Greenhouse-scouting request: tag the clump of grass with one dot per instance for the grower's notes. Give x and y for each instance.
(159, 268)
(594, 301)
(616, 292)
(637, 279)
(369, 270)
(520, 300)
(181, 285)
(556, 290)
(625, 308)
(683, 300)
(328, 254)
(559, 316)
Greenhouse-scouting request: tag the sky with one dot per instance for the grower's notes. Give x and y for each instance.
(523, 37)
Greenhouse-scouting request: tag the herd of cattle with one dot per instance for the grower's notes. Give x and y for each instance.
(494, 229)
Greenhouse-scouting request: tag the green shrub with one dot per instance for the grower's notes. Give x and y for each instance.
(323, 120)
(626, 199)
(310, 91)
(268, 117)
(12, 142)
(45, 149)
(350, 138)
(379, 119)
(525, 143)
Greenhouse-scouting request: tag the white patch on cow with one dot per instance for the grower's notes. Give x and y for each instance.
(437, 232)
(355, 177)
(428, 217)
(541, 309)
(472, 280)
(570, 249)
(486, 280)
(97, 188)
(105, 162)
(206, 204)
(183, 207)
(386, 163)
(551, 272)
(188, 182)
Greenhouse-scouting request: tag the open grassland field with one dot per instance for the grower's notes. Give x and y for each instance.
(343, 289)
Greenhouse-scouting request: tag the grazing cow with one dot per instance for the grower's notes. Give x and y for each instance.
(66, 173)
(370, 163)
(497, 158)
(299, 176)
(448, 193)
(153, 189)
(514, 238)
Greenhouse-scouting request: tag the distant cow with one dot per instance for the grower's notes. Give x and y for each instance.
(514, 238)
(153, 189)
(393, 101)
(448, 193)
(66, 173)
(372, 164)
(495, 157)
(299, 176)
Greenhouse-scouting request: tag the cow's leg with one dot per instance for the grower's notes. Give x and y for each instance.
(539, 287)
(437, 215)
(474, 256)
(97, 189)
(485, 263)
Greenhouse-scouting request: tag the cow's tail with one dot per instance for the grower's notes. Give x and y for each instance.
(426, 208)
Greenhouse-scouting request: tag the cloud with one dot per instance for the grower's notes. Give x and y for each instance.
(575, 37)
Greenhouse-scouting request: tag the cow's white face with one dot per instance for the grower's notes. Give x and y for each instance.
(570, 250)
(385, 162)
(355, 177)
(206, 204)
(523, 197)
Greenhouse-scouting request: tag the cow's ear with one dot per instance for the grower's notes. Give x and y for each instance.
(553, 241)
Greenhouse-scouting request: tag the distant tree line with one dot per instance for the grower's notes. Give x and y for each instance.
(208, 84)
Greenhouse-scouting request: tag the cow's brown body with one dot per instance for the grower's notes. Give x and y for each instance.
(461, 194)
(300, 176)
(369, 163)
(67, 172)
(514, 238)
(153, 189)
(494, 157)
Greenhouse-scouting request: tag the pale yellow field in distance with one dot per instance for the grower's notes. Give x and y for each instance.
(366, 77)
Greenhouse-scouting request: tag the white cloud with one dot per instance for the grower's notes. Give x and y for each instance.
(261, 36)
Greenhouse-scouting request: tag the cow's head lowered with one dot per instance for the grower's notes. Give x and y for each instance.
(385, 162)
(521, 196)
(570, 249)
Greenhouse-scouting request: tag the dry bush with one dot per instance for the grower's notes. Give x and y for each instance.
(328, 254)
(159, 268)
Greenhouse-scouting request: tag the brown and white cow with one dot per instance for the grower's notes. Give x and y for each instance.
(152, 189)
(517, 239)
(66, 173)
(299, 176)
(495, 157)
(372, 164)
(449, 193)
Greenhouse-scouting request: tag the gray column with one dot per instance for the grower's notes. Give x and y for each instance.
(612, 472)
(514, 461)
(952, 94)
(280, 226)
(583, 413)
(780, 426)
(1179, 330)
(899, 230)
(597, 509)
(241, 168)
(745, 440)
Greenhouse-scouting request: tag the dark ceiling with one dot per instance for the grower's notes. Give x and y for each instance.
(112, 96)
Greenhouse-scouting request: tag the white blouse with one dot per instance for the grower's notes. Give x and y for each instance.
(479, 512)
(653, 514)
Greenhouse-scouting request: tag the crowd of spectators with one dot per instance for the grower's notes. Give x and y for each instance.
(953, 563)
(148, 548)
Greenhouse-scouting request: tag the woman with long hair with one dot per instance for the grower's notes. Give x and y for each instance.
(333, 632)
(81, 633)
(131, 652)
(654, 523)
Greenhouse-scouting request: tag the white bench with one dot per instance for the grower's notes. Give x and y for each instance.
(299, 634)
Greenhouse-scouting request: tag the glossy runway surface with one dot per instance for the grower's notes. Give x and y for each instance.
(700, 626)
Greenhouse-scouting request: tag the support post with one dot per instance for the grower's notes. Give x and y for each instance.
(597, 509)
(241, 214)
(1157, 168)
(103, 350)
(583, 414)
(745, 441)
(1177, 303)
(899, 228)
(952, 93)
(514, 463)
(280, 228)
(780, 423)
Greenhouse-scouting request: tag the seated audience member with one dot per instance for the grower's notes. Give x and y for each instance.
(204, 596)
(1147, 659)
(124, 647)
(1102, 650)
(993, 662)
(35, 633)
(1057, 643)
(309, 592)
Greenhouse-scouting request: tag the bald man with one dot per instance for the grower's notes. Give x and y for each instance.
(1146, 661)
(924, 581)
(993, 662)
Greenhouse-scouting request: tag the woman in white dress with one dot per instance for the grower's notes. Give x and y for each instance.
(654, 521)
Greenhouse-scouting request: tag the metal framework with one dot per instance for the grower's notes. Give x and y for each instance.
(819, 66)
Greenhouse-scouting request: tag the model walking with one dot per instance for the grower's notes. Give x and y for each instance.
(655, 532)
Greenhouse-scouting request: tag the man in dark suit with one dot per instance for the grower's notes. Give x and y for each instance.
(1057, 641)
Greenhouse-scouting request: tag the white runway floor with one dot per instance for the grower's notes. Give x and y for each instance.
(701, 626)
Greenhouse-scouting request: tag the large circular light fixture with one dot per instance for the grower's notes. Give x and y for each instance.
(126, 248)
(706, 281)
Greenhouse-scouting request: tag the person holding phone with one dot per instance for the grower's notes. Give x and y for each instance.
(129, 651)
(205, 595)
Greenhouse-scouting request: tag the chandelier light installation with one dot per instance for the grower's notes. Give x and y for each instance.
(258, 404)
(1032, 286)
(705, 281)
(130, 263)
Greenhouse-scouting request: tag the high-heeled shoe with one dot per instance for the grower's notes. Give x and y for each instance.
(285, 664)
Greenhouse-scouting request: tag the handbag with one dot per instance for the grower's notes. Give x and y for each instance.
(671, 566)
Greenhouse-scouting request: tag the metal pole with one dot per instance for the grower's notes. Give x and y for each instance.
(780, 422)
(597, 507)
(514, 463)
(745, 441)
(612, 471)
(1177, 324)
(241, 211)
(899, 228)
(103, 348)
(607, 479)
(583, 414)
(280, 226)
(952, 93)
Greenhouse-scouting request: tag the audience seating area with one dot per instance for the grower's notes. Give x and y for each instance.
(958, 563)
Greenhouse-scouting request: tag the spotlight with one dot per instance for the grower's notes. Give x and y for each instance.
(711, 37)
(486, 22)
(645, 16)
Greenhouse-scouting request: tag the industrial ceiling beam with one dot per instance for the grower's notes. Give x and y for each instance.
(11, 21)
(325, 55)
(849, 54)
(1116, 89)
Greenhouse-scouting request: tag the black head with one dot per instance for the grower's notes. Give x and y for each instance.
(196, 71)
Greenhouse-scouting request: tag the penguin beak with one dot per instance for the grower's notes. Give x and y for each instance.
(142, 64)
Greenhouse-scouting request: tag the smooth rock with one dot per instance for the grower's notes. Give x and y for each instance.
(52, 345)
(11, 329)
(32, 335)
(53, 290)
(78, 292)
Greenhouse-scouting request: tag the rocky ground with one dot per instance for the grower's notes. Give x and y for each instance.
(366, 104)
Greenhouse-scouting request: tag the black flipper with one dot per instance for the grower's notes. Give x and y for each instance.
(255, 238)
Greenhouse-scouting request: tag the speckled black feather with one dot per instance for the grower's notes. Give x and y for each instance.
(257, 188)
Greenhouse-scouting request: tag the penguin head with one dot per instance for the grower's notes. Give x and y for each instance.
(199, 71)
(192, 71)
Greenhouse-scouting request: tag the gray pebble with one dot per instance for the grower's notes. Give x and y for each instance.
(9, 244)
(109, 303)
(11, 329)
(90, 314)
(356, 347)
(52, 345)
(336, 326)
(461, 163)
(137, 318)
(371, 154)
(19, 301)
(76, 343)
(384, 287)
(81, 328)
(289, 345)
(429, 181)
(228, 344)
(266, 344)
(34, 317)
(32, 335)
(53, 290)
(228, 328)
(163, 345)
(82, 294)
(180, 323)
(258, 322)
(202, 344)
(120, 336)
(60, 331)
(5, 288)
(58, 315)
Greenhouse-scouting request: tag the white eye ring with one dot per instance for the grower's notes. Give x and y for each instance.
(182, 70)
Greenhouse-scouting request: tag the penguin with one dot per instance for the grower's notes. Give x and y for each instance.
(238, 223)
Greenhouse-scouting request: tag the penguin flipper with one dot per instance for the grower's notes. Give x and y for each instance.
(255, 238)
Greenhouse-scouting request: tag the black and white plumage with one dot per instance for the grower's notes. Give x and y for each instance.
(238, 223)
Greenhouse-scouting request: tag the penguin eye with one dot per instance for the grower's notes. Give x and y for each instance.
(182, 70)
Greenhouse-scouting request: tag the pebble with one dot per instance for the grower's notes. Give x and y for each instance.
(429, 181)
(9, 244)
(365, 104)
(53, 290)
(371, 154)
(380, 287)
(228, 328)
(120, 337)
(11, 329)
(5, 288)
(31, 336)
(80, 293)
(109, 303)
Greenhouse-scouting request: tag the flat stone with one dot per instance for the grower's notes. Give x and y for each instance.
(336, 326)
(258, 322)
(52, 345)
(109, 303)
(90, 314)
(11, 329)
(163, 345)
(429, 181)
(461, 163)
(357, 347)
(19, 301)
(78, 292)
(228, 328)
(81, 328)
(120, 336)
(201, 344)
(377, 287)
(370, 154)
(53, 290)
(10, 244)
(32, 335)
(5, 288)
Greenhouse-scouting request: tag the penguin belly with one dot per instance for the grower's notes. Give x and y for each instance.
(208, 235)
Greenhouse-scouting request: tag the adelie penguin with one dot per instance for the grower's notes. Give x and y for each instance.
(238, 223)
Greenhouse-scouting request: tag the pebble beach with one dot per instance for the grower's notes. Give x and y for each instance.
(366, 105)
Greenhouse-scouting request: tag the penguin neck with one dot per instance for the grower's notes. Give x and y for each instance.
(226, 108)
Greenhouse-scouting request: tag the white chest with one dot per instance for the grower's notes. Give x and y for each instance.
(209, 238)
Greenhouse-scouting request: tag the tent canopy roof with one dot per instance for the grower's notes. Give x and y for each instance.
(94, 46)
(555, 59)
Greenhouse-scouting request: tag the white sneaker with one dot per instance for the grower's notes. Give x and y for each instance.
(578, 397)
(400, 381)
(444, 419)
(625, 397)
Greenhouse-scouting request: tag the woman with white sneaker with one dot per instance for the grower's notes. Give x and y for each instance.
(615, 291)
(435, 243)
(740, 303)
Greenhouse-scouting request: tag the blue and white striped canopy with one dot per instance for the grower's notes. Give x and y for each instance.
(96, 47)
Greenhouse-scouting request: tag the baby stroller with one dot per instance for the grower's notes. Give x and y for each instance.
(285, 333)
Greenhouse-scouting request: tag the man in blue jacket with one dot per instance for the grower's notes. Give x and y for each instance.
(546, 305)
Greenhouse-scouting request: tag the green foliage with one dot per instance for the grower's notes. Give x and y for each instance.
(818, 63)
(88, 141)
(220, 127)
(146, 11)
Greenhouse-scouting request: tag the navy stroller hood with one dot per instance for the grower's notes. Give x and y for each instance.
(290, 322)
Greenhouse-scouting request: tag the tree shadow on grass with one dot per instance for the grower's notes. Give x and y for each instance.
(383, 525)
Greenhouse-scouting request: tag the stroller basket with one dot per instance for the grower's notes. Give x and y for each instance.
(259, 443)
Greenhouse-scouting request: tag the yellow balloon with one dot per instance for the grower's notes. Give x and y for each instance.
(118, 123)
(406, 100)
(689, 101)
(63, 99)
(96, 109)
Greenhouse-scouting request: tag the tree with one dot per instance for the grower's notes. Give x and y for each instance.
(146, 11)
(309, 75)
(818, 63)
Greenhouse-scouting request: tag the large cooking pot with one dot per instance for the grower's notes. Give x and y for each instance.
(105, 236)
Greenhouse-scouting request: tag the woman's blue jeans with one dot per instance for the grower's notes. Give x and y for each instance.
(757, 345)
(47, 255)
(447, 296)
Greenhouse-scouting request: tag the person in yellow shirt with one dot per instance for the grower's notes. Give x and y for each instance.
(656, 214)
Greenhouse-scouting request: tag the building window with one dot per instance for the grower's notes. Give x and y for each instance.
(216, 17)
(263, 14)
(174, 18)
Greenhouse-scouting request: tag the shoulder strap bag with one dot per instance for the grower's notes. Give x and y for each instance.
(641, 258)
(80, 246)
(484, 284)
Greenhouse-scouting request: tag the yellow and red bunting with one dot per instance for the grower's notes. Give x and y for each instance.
============
◆ **Aim**: Present the stretch of rows from the one containing "Greenhouse-scouting request: tag the building" through the last row above as a numbered list, omitting any blank lines.

◆ **Expected output**:
1. Greenhouse-scouting request: tag the building window with one dot per instance for the grower's notes. Give x and y for each instance.
2. (216, 17)
3. (263, 14)
4. (174, 18)
5. Greenhouse-scouting request: tag the shoulder strap bag with one dot per instance for the grower's notes. Give x and y for each instance.
6. (641, 258)
7. (80, 246)
8. (484, 284)
9. Greenhouse-scouting request: tag the yellow and red bunting with one dot per instance for the grower's notes. Give x and y for each instance.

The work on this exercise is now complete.